Point annotation dataset records:
-- Start --

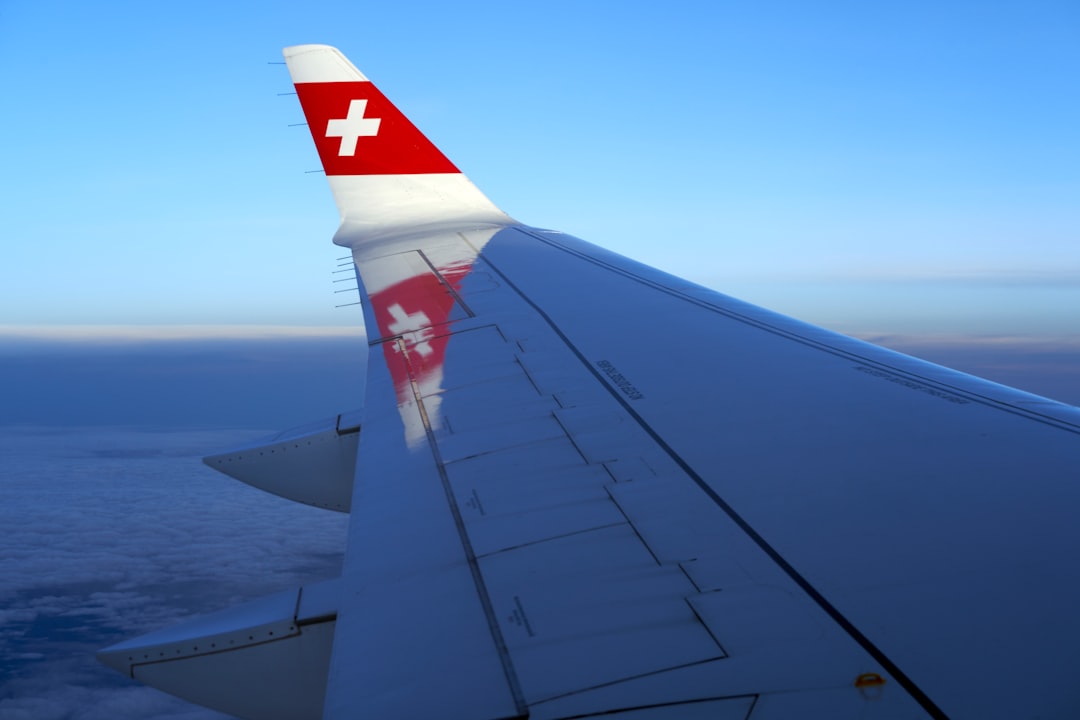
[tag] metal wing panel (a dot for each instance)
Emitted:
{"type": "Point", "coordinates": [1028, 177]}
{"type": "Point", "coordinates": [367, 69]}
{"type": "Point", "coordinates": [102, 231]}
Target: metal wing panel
{"type": "Point", "coordinates": [928, 512]}
{"type": "Point", "coordinates": [586, 583]}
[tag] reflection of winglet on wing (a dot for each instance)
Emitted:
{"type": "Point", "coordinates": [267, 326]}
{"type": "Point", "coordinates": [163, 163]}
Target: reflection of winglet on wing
{"type": "Point", "coordinates": [385, 174]}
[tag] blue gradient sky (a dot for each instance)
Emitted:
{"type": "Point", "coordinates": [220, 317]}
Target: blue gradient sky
{"type": "Point", "coordinates": [878, 167]}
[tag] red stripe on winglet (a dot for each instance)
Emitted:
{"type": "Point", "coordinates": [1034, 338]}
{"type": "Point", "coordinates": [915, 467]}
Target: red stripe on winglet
{"type": "Point", "coordinates": [397, 148]}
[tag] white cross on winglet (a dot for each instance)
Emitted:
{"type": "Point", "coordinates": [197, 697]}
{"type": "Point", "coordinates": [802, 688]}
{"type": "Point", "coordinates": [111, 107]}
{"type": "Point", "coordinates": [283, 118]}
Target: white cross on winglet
{"type": "Point", "coordinates": [414, 328]}
{"type": "Point", "coordinates": [352, 126]}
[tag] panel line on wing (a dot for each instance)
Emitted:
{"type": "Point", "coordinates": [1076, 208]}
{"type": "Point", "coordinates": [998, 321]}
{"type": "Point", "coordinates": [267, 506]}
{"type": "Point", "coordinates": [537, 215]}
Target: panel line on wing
{"type": "Point", "coordinates": [790, 570]}
{"type": "Point", "coordinates": [477, 578]}
{"type": "Point", "coordinates": [944, 388]}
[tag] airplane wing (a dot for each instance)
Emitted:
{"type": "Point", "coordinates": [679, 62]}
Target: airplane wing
{"type": "Point", "coordinates": [583, 488]}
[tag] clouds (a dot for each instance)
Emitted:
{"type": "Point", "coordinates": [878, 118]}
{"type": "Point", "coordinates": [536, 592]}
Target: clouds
{"type": "Point", "coordinates": [268, 383]}
{"type": "Point", "coordinates": [110, 533]}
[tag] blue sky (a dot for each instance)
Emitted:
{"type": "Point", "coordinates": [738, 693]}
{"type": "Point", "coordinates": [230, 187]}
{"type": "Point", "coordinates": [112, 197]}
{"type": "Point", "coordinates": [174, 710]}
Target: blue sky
{"type": "Point", "coordinates": [878, 167]}
{"type": "Point", "coordinates": [905, 172]}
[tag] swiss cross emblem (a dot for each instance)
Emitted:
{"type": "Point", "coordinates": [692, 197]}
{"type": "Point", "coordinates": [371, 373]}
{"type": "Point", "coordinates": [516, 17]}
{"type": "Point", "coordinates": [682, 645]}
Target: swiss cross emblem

-- End --

» WHAT YOU SHOULD DO: Please rewrite all the lines of the items above as a JSON list of strings, one string per line, with blank lines left out. Leave the pictures out.

» ANSWER FOR THE TASK:
[
  "[tag] metal wing panel (a dot for each instance)",
  "Emitted:",
  "{\"type\": \"Point\", \"coordinates\": [1028, 177]}",
  "{\"type\": \"Point\", \"coordinates\": [367, 69]}",
  "{\"type\": \"Point\", \"coordinates\": [102, 231]}",
  "Target: metal wing panel",
  "{\"type\": \"Point\", \"coordinates\": [928, 512]}",
  "{\"type\": \"Point\", \"coordinates\": [586, 583]}",
  "[tag] reflection of winglet on wing (a dot for each instance)",
  "Emitted:",
  "{\"type\": \"Point\", \"coordinates\": [267, 326]}",
  "{\"type\": \"Point\", \"coordinates\": [163, 163]}",
  "Target: reflection of winglet on wing",
  "{\"type\": \"Point\", \"coordinates\": [385, 174]}",
  "[tag] blue gradient sky (a dot for each instance)",
  "Emitted:",
  "{\"type\": \"Point\", \"coordinates\": [220, 317]}",
  "Target: blue gradient sky",
  "{\"type\": \"Point\", \"coordinates\": [878, 167]}",
  "[tag] red stripe on winglet (a dot for each instance)",
  "Emitted:",
  "{\"type\": \"Point\", \"coordinates\": [1034, 338]}",
  "{\"type\": \"Point\", \"coordinates\": [915, 467]}",
  "Target: red stripe on winglet",
  "{\"type\": \"Point\", \"coordinates\": [397, 148]}",
  "[tag] white cross on winglet (a dot for each instance)",
  "Emitted:",
  "{\"type\": \"Point\", \"coordinates\": [197, 697]}",
  "{\"type\": \"Point\", \"coordinates\": [802, 688]}",
  "{\"type\": \"Point\", \"coordinates\": [111, 107]}",
  "{\"type\": \"Point\", \"coordinates\": [283, 118]}",
  "Target: white cross on winglet",
  "{\"type\": \"Point\", \"coordinates\": [414, 328]}",
  "{\"type\": \"Point\", \"coordinates\": [352, 126]}",
  "[tag] panel line on wing (a dot for each instance)",
  "Emitted:",
  "{\"type\": \"Point\", \"coordinates\": [1076, 208]}",
  "{\"type\": \"Point\", \"coordinates\": [998, 321]}",
  "{\"type\": \"Point\", \"coordinates\": [267, 506]}",
  "{\"type\": \"Point\", \"coordinates\": [537, 215]}",
  "Target: panel line on wing",
  "{\"type\": \"Point\", \"coordinates\": [790, 570]}",
  "{\"type\": \"Point\", \"coordinates\": [477, 578]}",
  "{\"type\": \"Point\", \"coordinates\": [944, 388]}",
  "[tag] airplane wing (a dot for each instance)",
  "Emitted:",
  "{\"type\": \"Point\", \"coordinates\": [679, 62]}",
  "Target: airplane wing",
  "{\"type\": \"Point\", \"coordinates\": [583, 488]}",
  "[tag] clouds (a dot for each instance)",
  "Emitted:",
  "{\"type\": \"Point\", \"coordinates\": [878, 118]}",
  "{\"type\": \"Point\", \"coordinates\": [536, 592]}",
  "Target: clouds",
  "{\"type\": \"Point\", \"coordinates\": [268, 383]}",
  "{\"type\": \"Point\", \"coordinates\": [110, 533]}",
  "[tag] blue sky (a dot for each instance)",
  "Emitted:",
  "{\"type\": \"Point\", \"coordinates\": [738, 693]}",
  "{\"type\": \"Point\", \"coordinates\": [230, 187]}",
  "{\"type\": \"Point\", \"coordinates\": [112, 197]}",
  "{\"type\": \"Point\", \"coordinates\": [174, 710]}",
  "Target: blue sky",
  "{\"type\": \"Point\", \"coordinates\": [878, 167]}",
  "{\"type\": \"Point\", \"coordinates\": [905, 172]}",
  "[tag] swiss cross emblem (a dot for each instance)",
  "Emitted:",
  "{\"type\": \"Point\", \"coordinates\": [692, 197]}",
  "{\"type\": \"Point\", \"coordinates\": [371, 373]}",
  "{\"type\": \"Point\", \"coordinates\": [516, 17]}",
  "{\"type\": \"Point\", \"coordinates\": [682, 645]}",
  "Target: swiss cross emblem"
]